Over the last six months I have had the privilege of speaking with many parents in the United Kingdom, United States and Canada. Many of them are alienated fathers.
The parents described heartbreaking stories where they have not been able to see or hear from their children for months or even years.
Alienated parents describe how they long to hold their children. More importantly, how they are intentionally excluded from significant events in their child’s life such as birthdays, Holidays, ballet recitals, soccer games and school events. Furthermore, how they miss out on significant milestones in the lives of their children such as their first words, first steps or when they learned to ride a bike.
The most devastating are the cases where children are led to believe false allegations and downright lies about the alienated parent.
“Daddy, abandoned you, because he hates you.”
“Daddy does not love you, don’t ever mention him.”
These statements pale in comparison to some of the really cruel stories I have heard. Since the custodial parent controls when the alienated parent can and cannot see the child the alienated parent is left with few opportunities to redeem themselves and with very little time.
Equally, sad are the situations where the child actually wants to maintain a relationship with the alienated parent but is not permitted.
There are also long term devastating effects for the child, the parent and society as a whole. In many situations the emotional damage to the child is so deep that the relationship with the alienated parent cannot be repaired.

OBJECTIVE A>
Answer these questions from the text on alienated parents:
(i) In which countries are the parents the writer spoke with?
(ii) Which milestones in a child's life does the text say alienated parents miss?
(iii) Who controls when the alienated parent can see the child?

Coordinate annotation records
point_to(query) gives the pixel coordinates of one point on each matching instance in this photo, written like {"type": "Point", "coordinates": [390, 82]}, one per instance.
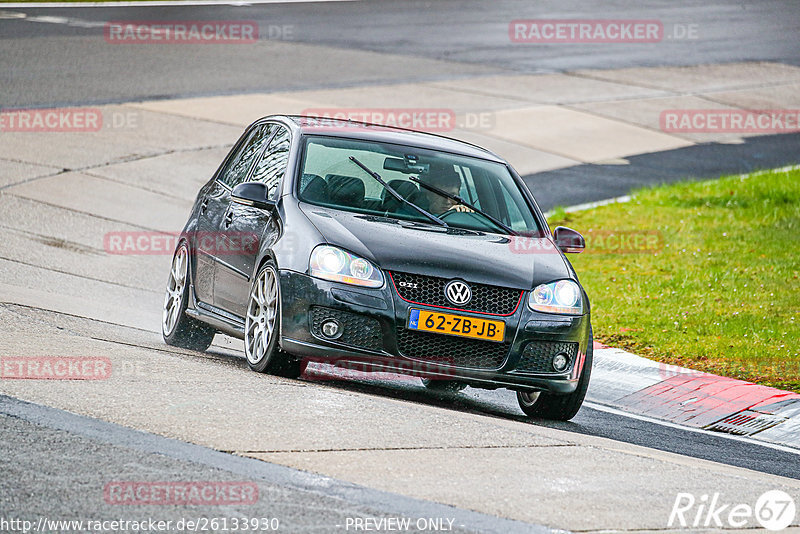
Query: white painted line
{"type": "Point", "coordinates": [750, 441]}
{"type": "Point", "coordinates": [164, 3]}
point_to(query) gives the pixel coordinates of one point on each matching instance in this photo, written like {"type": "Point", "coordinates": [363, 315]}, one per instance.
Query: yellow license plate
{"type": "Point", "coordinates": [456, 325]}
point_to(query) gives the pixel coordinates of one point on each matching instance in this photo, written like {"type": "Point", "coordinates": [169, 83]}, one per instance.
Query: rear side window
{"type": "Point", "coordinates": [272, 165]}
{"type": "Point", "coordinates": [236, 170]}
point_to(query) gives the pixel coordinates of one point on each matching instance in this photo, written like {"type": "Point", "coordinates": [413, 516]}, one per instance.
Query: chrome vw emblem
{"type": "Point", "coordinates": [458, 292]}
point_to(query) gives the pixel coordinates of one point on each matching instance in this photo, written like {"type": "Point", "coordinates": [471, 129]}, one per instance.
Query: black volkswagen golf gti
{"type": "Point", "coordinates": [387, 250]}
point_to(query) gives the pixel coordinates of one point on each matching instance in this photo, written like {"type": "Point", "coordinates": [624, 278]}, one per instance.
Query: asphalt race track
{"type": "Point", "coordinates": [324, 451]}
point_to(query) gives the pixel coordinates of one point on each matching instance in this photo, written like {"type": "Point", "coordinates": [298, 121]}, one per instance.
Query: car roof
{"type": "Point", "coordinates": [381, 133]}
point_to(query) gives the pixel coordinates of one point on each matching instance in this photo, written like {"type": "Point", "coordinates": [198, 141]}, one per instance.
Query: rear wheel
{"type": "Point", "coordinates": [179, 329]}
{"type": "Point", "coordinates": [544, 405]}
{"type": "Point", "coordinates": [262, 328]}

OBJECTIVE B> Report every line of the records that contains the string "rear".

RESULT A>
(i) The United Kingdom, the United States and Canada.
(ii) The child's first words, first steps, or learning to ride a bike.
(iii) The custodial parent.

RESULT B>
Query: rear side window
Query: rear wheel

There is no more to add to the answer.